→ EXERCISE DESCRIPTION
Return word for word the part of the material from the line containing "Target: purple backpack" through the line containing "(1242, 360)", including both of those lines.

** BEGIN INFORMATION GIVEN **

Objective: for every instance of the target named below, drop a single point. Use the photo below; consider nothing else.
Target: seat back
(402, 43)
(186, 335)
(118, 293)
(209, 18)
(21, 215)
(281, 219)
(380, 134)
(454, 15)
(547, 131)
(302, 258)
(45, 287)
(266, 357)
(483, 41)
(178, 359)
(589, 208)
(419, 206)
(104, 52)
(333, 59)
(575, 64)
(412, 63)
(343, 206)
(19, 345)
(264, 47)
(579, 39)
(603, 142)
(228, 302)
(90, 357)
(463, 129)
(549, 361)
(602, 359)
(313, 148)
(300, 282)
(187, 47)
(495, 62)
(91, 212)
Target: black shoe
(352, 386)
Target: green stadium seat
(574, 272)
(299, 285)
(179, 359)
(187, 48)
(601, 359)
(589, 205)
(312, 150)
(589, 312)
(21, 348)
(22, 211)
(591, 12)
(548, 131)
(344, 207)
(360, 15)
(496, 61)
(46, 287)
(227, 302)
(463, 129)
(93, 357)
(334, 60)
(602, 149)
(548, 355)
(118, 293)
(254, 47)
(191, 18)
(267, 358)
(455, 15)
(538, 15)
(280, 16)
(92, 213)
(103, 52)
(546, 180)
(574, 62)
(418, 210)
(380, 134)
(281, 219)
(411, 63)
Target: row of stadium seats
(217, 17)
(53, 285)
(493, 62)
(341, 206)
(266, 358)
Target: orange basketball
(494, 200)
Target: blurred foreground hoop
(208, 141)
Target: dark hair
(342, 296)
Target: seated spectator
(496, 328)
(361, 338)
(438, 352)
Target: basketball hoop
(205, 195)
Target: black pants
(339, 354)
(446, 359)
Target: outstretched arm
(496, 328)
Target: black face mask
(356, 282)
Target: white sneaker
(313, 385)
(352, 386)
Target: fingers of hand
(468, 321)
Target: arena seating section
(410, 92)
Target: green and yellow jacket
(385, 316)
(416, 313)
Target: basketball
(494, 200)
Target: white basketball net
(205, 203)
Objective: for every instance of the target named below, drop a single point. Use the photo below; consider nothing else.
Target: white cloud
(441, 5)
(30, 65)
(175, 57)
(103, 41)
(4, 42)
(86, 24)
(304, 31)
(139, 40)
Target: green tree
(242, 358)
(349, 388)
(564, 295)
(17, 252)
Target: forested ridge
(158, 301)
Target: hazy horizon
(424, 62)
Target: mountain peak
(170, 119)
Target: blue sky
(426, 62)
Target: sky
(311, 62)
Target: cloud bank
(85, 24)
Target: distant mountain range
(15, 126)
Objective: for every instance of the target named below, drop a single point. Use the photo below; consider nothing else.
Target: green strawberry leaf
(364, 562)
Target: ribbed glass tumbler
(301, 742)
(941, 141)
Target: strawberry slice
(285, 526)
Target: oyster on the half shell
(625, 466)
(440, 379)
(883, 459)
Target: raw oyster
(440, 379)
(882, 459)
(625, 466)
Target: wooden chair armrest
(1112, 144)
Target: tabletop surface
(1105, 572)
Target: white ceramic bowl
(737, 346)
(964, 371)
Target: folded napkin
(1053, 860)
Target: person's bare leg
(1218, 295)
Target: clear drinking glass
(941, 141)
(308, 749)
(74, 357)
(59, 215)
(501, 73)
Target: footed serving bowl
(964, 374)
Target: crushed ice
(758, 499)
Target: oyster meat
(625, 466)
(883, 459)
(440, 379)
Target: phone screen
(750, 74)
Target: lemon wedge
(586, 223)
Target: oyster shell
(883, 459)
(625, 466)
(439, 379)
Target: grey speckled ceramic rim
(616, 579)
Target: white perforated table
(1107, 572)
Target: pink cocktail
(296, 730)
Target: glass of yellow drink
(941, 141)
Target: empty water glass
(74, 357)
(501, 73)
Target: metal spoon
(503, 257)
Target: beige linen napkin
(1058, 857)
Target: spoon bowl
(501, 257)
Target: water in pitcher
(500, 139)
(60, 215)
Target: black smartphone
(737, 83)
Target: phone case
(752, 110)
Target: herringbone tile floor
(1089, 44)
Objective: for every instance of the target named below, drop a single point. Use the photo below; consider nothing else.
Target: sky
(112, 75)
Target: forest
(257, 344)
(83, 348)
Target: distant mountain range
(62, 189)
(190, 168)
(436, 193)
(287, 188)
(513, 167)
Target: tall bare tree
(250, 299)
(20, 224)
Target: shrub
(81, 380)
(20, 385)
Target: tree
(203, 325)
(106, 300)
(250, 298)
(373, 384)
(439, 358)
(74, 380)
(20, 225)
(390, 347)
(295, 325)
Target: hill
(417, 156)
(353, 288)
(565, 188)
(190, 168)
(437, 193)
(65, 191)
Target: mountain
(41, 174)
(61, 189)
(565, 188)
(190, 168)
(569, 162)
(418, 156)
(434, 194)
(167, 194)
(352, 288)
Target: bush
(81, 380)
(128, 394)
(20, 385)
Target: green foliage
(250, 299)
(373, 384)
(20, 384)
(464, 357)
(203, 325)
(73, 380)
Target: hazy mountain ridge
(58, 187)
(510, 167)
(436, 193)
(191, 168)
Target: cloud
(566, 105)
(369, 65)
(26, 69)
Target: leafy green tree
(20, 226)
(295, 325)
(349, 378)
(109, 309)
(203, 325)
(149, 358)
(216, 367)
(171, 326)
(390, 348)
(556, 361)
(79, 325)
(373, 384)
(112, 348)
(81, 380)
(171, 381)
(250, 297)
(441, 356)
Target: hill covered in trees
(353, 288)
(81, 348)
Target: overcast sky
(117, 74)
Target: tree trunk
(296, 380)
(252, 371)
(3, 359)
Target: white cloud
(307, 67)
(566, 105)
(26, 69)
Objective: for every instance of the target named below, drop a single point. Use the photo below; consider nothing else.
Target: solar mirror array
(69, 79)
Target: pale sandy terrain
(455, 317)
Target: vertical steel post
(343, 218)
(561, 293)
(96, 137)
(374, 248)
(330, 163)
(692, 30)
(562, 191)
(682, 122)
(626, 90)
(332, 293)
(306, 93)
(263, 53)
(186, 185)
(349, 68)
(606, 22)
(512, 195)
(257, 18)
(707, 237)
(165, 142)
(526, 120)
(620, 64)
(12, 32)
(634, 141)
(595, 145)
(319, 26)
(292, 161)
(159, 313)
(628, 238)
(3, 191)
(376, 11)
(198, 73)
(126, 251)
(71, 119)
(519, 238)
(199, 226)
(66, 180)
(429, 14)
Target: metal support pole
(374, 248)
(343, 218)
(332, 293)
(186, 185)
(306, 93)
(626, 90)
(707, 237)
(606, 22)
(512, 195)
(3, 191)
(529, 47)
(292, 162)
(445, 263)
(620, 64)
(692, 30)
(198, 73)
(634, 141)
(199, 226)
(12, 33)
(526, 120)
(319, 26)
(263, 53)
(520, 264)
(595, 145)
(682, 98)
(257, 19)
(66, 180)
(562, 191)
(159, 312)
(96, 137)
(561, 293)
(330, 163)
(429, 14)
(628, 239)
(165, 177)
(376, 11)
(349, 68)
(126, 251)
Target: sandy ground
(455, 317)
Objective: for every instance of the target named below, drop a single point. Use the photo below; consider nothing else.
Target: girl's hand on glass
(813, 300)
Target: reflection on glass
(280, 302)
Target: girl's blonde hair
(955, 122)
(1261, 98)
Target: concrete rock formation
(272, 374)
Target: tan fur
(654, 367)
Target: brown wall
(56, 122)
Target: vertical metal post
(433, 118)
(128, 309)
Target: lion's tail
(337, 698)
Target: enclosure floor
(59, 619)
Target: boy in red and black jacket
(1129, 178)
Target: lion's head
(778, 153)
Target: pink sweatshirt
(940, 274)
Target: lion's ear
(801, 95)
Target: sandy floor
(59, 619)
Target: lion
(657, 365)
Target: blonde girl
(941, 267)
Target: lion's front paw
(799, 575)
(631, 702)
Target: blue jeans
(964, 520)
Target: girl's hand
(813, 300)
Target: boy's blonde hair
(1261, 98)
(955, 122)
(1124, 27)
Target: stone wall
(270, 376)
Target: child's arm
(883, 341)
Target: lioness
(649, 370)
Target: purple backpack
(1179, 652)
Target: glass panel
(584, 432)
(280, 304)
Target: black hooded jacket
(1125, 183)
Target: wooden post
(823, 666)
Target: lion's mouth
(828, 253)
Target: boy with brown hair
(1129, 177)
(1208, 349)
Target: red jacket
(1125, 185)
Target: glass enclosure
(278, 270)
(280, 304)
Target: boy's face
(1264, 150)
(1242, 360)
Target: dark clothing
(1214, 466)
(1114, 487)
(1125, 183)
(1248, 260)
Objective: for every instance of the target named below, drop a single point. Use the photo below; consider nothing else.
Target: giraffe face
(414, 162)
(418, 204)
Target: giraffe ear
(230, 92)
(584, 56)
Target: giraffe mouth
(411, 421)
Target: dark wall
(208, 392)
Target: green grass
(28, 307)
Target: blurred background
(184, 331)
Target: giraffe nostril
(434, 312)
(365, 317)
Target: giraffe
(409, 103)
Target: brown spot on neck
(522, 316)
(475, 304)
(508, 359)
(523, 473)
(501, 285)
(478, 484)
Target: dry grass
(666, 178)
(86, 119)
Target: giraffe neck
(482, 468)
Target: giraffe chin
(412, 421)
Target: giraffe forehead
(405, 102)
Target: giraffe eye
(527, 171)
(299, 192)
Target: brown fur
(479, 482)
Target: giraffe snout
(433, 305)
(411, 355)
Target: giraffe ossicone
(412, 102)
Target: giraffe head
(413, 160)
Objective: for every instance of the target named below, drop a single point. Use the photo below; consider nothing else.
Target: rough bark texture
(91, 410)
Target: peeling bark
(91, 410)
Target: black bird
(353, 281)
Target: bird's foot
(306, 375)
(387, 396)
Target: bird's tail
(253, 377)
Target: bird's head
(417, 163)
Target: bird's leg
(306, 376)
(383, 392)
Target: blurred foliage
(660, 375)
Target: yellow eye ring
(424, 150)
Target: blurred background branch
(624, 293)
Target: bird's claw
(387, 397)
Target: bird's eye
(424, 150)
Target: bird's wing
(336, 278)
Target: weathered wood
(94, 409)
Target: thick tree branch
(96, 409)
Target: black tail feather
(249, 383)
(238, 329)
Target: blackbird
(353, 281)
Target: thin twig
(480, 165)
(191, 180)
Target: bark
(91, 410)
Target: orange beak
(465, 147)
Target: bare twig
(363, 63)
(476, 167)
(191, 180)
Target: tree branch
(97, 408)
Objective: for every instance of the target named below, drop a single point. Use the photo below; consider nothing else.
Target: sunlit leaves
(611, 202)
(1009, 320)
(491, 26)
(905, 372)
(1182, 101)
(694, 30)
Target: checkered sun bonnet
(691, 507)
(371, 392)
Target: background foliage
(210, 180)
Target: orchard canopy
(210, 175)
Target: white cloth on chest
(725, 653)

** END INFORMATION GIVEN **

→ RESPONSE TO THIS EXERCISE
Target: purple backpack
(1179, 652)
Target: glass panel
(584, 432)
(280, 304)
Target: black hooded jacket
(1125, 183)
Target: wooden post
(823, 666)
Target: lion's mouth
(828, 253)
Target: boy with brown hair
(1129, 177)
(1208, 349)
Target: red jacket
(1125, 185)
Target: glass enclosure
(278, 270)
(280, 304)
Target: boy's face
(1264, 150)
(1242, 360)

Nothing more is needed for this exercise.